_Problem requirements:_
The records must be returned word for word.

'''

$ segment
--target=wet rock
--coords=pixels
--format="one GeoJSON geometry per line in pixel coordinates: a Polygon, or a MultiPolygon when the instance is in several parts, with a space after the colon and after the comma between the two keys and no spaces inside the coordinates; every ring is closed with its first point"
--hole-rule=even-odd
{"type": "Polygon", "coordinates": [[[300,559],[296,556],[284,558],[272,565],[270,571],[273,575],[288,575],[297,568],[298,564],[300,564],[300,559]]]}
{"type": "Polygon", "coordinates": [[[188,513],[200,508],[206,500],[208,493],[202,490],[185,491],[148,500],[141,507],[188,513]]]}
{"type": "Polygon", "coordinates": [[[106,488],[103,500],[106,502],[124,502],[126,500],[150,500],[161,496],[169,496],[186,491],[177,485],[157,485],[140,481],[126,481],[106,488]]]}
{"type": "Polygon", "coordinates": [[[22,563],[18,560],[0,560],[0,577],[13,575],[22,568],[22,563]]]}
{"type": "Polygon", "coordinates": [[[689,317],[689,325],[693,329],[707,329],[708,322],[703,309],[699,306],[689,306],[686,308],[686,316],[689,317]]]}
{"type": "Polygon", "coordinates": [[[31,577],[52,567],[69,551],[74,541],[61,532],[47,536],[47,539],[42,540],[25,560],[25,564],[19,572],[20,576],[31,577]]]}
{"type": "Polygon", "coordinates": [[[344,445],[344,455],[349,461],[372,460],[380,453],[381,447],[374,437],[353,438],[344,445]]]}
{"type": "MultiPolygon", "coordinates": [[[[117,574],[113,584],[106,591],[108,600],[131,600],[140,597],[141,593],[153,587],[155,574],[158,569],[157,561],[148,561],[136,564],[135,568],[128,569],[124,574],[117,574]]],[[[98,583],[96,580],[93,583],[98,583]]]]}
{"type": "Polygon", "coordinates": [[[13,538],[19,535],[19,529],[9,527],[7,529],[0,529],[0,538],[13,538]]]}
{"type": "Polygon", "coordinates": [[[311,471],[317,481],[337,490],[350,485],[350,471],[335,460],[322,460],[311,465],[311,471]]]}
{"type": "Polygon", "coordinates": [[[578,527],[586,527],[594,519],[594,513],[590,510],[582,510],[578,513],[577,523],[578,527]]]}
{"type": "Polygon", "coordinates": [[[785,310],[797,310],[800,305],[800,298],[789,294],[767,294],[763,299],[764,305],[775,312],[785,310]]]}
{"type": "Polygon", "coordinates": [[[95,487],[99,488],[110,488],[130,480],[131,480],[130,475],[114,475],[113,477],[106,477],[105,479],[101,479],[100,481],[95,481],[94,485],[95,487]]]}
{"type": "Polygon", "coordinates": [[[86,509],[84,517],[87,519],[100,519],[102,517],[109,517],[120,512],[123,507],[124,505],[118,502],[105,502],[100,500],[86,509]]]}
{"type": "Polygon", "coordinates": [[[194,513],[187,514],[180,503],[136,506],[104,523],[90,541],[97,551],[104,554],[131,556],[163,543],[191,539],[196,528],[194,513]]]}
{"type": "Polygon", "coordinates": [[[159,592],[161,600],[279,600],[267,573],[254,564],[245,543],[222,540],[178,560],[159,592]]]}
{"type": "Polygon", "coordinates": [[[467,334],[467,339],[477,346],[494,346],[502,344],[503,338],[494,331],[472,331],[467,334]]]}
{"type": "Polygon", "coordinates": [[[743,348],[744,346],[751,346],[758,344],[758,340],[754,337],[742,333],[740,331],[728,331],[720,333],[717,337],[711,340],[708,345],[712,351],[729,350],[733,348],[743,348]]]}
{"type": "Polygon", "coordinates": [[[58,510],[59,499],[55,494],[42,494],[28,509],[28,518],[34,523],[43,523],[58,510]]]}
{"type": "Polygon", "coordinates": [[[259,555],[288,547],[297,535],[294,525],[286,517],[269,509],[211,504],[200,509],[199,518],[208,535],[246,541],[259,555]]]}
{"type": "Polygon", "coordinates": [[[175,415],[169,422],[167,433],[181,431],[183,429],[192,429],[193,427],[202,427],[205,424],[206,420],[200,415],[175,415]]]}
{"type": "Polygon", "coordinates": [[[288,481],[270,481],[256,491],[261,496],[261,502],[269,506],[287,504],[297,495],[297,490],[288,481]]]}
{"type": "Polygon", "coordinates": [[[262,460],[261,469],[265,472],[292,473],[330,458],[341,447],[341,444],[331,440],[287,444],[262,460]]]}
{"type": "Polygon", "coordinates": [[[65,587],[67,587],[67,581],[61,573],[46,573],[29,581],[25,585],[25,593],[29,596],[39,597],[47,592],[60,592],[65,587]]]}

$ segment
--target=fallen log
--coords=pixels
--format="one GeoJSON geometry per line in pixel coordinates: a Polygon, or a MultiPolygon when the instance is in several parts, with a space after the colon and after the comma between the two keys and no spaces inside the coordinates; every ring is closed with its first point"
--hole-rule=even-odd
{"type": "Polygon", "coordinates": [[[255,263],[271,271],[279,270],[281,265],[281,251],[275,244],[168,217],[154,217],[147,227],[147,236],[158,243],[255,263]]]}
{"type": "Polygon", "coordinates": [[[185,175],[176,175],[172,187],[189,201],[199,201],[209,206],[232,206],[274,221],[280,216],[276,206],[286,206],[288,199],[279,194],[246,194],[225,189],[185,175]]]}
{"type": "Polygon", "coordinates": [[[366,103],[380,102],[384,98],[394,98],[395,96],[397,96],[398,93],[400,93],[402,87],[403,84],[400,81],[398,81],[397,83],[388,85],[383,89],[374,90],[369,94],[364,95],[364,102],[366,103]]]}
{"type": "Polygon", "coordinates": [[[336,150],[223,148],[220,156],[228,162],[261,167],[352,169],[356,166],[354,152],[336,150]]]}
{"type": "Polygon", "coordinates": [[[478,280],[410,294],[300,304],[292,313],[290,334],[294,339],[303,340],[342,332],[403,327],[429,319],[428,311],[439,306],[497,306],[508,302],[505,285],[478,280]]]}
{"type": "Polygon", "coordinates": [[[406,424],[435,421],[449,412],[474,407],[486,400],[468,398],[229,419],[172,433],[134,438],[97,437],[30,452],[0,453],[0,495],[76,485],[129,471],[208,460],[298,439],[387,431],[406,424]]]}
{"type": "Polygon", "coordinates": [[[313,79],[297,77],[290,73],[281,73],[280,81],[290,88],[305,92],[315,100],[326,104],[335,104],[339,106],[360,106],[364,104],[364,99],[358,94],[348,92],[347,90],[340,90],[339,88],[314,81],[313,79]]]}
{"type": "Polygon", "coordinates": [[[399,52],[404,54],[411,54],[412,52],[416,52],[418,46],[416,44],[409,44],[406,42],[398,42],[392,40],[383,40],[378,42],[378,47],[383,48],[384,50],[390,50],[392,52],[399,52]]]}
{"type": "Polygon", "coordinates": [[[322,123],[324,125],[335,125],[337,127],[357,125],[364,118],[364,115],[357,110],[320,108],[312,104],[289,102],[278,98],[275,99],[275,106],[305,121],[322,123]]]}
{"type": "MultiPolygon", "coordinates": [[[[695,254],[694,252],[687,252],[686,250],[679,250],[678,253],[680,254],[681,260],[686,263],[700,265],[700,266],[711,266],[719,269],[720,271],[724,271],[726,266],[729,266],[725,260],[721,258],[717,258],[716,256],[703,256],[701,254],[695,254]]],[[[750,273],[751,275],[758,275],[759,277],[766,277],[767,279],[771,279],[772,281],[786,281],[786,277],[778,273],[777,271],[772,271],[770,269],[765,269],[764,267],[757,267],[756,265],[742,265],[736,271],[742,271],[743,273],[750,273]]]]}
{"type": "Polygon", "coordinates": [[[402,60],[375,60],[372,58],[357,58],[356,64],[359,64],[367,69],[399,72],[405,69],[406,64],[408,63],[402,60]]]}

'''

_Exercise solution:_
$ segment
--target=wet rock
--coords=pixels
--format="one GeoJSON geometry per line in pixel coordinates: a Polygon, or a MultiPolygon when the instance is in several parts, with a space after the colon and after the comma between the two keys and no spaces inside the coordinates; every ring is closed with its first point"
--hole-rule=even-odd
{"type": "Polygon", "coordinates": [[[300,559],[296,556],[284,558],[272,565],[270,571],[273,575],[288,575],[297,568],[298,564],[300,564],[300,559]]]}
{"type": "Polygon", "coordinates": [[[188,513],[200,508],[206,500],[208,493],[202,490],[185,491],[148,500],[141,507],[188,513]]]}
{"type": "Polygon", "coordinates": [[[106,488],[103,500],[106,502],[124,502],[126,500],[150,500],[161,496],[169,496],[186,491],[177,485],[157,485],[140,481],[126,481],[106,488]]]}
{"type": "Polygon", "coordinates": [[[22,563],[18,560],[0,560],[0,577],[13,575],[22,568],[22,563]]]}
{"type": "Polygon", "coordinates": [[[689,317],[689,325],[693,329],[707,329],[708,322],[703,309],[699,306],[689,306],[686,308],[686,316],[689,317]]]}
{"type": "Polygon", "coordinates": [[[31,577],[52,567],[69,551],[74,541],[61,532],[47,536],[47,539],[42,540],[25,560],[25,564],[19,572],[20,576],[31,577]]]}
{"type": "Polygon", "coordinates": [[[344,445],[344,455],[349,461],[372,460],[380,453],[381,447],[374,437],[353,438],[344,445]]]}
{"type": "MultiPolygon", "coordinates": [[[[117,574],[113,584],[106,591],[108,600],[131,600],[140,597],[141,593],[153,587],[155,574],[158,569],[157,561],[148,561],[136,564],[135,568],[128,569],[124,574],[117,574]]],[[[98,583],[96,580],[93,583],[98,583]]]]}
{"type": "Polygon", "coordinates": [[[13,538],[19,535],[19,529],[9,527],[7,529],[0,529],[0,538],[13,538]]]}
{"type": "Polygon", "coordinates": [[[311,471],[317,481],[337,490],[350,485],[350,471],[335,460],[322,460],[311,465],[311,471]]]}
{"type": "Polygon", "coordinates": [[[578,527],[586,527],[594,519],[594,513],[590,510],[582,510],[578,513],[577,523],[578,527]]]}
{"type": "Polygon", "coordinates": [[[785,310],[797,310],[800,305],[800,298],[789,294],[767,294],[763,299],[764,305],[775,312],[785,310]]]}
{"type": "Polygon", "coordinates": [[[95,487],[99,488],[110,488],[130,480],[131,480],[130,475],[114,475],[113,477],[106,477],[105,479],[101,479],[100,481],[95,481],[94,485],[95,487]]]}
{"type": "Polygon", "coordinates": [[[86,509],[84,517],[87,519],[100,519],[102,517],[109,517],[120,512],[123,507],[124,505],[118,502],[105,502],[100,500],[86,509]]]}
{"type": "Polygon", "coordinates": [[[194,513],[187,514],[180,503],[136,506],[104,523],[90,541],[97,551],[104,554],[131,556],[163,543],[191,539],[196,528],[194,513]]]}
{"type": "Polygon", "coordinates": [[[159,592],[161,600],[279,600],[267,573],[254,564],[245,543],[222,540],[178,560],[159,592]]]}
{"type": "Polygon", "coordinates": [[[467,334],[467,339],[477,346],[494,346],[502,344],[503,338],[494,331],[472,331],[467,334]]]}
{"type": "Polygon", "coordinates": [[[743,348],[744,346],[751,346],[758,344],[758,340],[754,337],[742,333],[740,331],[728,331],[720,333],[717,337],[711,340],[708,345],[712,351],[729,350],[733,348],[743,348]]]}
{"type": "Polygon", "coordinates": [[[58,510],[59,499],[55,494],[42,494],[28,509],[28,518],[34,523],[43,523],[58,510]]]}
{"type": "Polygon", "coordinates": [[[259,555],[288,547],[297,535],[294,525],[286,517],[269,509],[211,504],[200,509],[199,518],[208,535],[246,541],[259,555]]]}
{"type": "Polygon", "coordinates": [[[175,415],[169,422],[167,433],[181,431],[183,429],[192,429],[193,427],[202,427],[205,424],[206,420],[200,415],[175,415]]]}
{"type": "Polygon", "coordinates": [[[288,481],[270,481],[256,491],[261,496],[261,502],[269,506],[287,504],[297,495],[297,490],[288,481]]]}
{"type": "Polygon", "coordinates": [[[262,460],[261,469],[265,472],[292,473],[330,458],[341,447],[341,444],[331,440],[287,444],[262,460]]]}
{"type": "Polygon", "coordinates": [[[65,587],[67,587],[67,581],[61,573],[46,573],[29,581],[25,585],[25,593],[29,596],[39,597],[47,592],[60,592],[65,587]]]}

$ segment
--target=fallen log
--coords=pixels
--format="one GeoJSON geometry per line in pixel coordinates: a Polygon, or a MultiPolygon when the instance is in several parts, with a space after the colon and after the comma between the two keys and no spaces inside the coordinates; every ring is closed with its first point"
--hole-rule=even-odd
{"type": "Polygon", "coordinates": [[[255,263],[271,271],[279,270],[281,265],[281,251],[275,244],[168,217],[154,217],[147,227],[147,236],[158,243],[255,263]]]}
{"type": "Polygon", "coordinates": [[[185,175],[176,175],[172,187],[189,201],[199,201],[209,206],[232,206],[274,221],[280,216],[276,206],[286,206],[288,199],[279,194],[246,194],[225,189],[185,175]]]}
{"type": "Polygon", "coordinates": [[[366,103],[380,102],[384,98],[394,98],[395,96],[397,96],[398,93],[400,93],[402,87],[403,84],[400,81],[398,81],[397,83],[388,85],[383,89],[374,90],[369,94],[364,95],[364,102],[366,103]]]}
{"type": "Polygon", "coordinates": [[[336,150],[223,148],[220,156],[228,162],[261,167],[352,169],[356,166],[354,152],[336,150]]]}
{"type": "Polygon", "coordinates": [[[478,280],[410,294],[300,304],[292,313],[290,334],[294,339],[303,340],[342,332],[403,327],[429,319],[428,311],[439,306],[497,306],[508,302],[505,285],[478,280]]]}
{"type": "Polygon", "coordinates": [[[406,424],[435,421],[449,412],[474,407],[486,400],[468,398],[229,419],[172,433],[134,438],[97,437],[30,452],[0,453],[0,495],[76,485],[129,471],[208,460],[298,439],[387,431],[406,424]]]}
{"type": "Polygon", "coordinates": [[[313,79],[297,77],[290,73],[281,73],[280,81],[290,88],[305,92],[315,100],[326,104],[335,104],[339,106],[360,106],[364,104],[364,99],[358,94],[348,92],[347,90],[340,90],[339,88],[314,81],[313,79]]]}
{"type": "Polygon", "coordinates": [[[399,52],[404,54],[411,54],[412,52],[416,52],[418,46],[416,44],[409,44],[406,42],[398,42],[392,40],[383,40],[378,42],[378,47],[383,48],[384,50],[390,50],[392,52],[399,52]]]}
{"type": "Polygon", "coordinates": [[[322,123],[324,125],[335,125],[337,127],[357,125],[364,118],[364,115],[357,110],[320,108],[312,104],[289,102],[278,98],[275,99],[275,106],[305,121],[322,123]]]}
{"type": "MultiPolygon", "coordinates": [[[[695,254],[694,252],[687,252],[686,250],[679,250],[678,253],[680,254],[681,260],[686,263],[700,265],[700,266],[711,266],[719,269],[720,271],[724,271],[726,266],[729,266],[725,260],[721,258],[717,258],[716,256],[703,256],[701,254],[695,254]]],[[[750,273],[751,275],[758,275],[759,277],[766,277],[767,279],[771,279],[772,281],[786,281],[786,277],[778,273],[777,271],[772,271],[770,269],[765,269],[764,267],[757,267],[756,265],[742,265],[736,271],[742,271],[743,273],[750,273]]]]}
{"type": "Polygon", "coordinates": [[[402,60],[375,60],[372,58],[357,58],[356,64],[359,64],[367,69],[399,72],[405,69],[406,64],[408,63],[402,60]]]}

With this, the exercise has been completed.